## [Exercise]
Reproduce every one of the lines below verbatim, changing nothing.
### Material for the task ###
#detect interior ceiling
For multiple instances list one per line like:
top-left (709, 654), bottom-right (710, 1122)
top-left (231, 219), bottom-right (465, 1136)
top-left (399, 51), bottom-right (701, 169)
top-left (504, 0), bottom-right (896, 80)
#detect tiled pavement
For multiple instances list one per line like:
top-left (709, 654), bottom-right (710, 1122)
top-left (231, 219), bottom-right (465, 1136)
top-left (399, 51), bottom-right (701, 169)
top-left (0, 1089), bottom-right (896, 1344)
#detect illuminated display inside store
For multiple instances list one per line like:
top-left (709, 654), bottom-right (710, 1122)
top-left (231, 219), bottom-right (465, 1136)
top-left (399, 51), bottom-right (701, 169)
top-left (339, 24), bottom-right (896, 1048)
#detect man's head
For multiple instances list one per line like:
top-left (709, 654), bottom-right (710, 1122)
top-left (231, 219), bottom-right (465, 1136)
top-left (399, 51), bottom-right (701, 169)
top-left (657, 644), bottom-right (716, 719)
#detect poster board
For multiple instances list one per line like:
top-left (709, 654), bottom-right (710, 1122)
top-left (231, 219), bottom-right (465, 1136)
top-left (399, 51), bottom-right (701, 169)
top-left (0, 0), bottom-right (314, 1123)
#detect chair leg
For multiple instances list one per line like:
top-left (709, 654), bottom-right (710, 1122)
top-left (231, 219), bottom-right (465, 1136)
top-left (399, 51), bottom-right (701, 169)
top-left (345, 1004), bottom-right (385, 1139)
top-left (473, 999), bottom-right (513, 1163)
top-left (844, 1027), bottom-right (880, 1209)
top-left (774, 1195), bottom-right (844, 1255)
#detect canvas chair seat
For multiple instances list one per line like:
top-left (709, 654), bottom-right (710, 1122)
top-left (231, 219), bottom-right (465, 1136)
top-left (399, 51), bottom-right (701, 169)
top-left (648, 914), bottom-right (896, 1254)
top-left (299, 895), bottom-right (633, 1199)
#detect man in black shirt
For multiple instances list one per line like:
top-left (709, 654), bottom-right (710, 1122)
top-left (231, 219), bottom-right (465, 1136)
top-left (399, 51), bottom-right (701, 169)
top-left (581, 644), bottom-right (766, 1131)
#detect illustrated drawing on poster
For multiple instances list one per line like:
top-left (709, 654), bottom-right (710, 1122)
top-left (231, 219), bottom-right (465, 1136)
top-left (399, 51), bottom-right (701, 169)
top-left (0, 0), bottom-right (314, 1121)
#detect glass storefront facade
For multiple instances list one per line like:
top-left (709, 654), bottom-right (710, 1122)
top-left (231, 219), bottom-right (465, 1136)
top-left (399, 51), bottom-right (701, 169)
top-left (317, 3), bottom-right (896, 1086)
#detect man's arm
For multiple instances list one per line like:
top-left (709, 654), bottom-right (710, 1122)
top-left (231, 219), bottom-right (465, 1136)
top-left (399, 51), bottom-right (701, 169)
###
## [Response to the exercise]
#detect interior ceiling
For multiple instances list one per line like:
top-left (709, 654), bottom-right (710, 1122)
top-left (231, 219), bottom-right (465, 1136)
top-left (399, 51), bottom-right (701, 169)
top-left (504, 0), bottom-right (896, 80)
#detect tiled pavement
For multiple instances list one per line like:
top-left (709, 654), bottom-right (710, 1122)
top-left (231, 219), bottom-right (465, 1136)
top-left (399, 51), bottom-right (701, 169)
top-left (0, 1089), bottom-right (896, 1344)
#detect illuminated display inside store
For multiple instances list one per line like:
top-left (709, 654), bottom-right (710, 1122)
top-left (231, 219), bottom-right (465, 1136)
top-left (399, 51), bottom-right (701, 169)
top-left (339, 24), bottom-right (896, 1048)
#detect man's head
For multiple instances list one per line like:
top-left (709, 654), bottom-right (710, 1122)
top-left (231, 219), bottom-right (465, 1136)
top-left (399, 51), bottom-right (701, 169)
top-left (657, 644), bottom-right (716, 719)
#detect poster board
For multiple instances list one per line like:
top-left (709, 654), bottom-right (710, 1122)
top-left (231, 219), bottom-right (465, 1136)
top-left (399, 51), bottom-right (701, 169)
top-left (0, 0), bottom-right (314, 1123)
#detect chair leg
For multiple instances list one per line like:
top-left (709, 654), bottom-right (710, 1122)
top-left (231, 219), bottom-right (465, 1136)
top-left (399, 51), bottom-right (701, 169)
top-left (345, 1004), bottom-right (385, 1139)
top-left (473, 999), bottom-right (513, 1163)
top-left (844, 1027), bottom-right (880, 1209)
top-left (774, 1195), bottom-right (844, 1255)
#detect canvas chair seat
For multiple instances list one per line like:
top-left (709, 654), bottom-right (710, 1122)
top-left (231, 219), bottom-right (465, 1136)
top-left (399, 51), bottom-right (701, 169)
top-left (648, 914), bottom-right (896, 1254)
top-left (299, 895), bottom-right (633, 1199)
#detect man in black shirt
For multiple instances list one per line like:
top-left (709, 654), bottom-right (710, 1122)
top-left (231, 219), bottom-right (465, 1136)
top-left (399, 51), bottom-right (701, 169)
top-left (581, 644), bottom-right (766, 1131)
#detect illustrated drawing on poster
For multiple instances list one per line like:
top-left (709, 654), bottom-right (710, 1122)
top-left (231, 219), bottom-right (465, 1136)
top-left (399, 51), bottom-right (701, 169)
top-left (0, 0), bottom-right (314, 1121)
#detect glass storefront facade
For multiple instances list one per line like:
top-left (709, 654), bottom-right (710, 1122)
top-left (231, 219), bottom-right (465, 1136)
top-left (399, 51), bottom-right (701, 169)
top-left (317, 3), bottom-right (896, 1086)
#detect man's arm
For multiple instances list one per line like:
top-left (709, 654), bottom-right (710, 1122)
top-left (231, 219), bottom-right (465, 1136)
top-left (399, 51), bottom-right (701, 169)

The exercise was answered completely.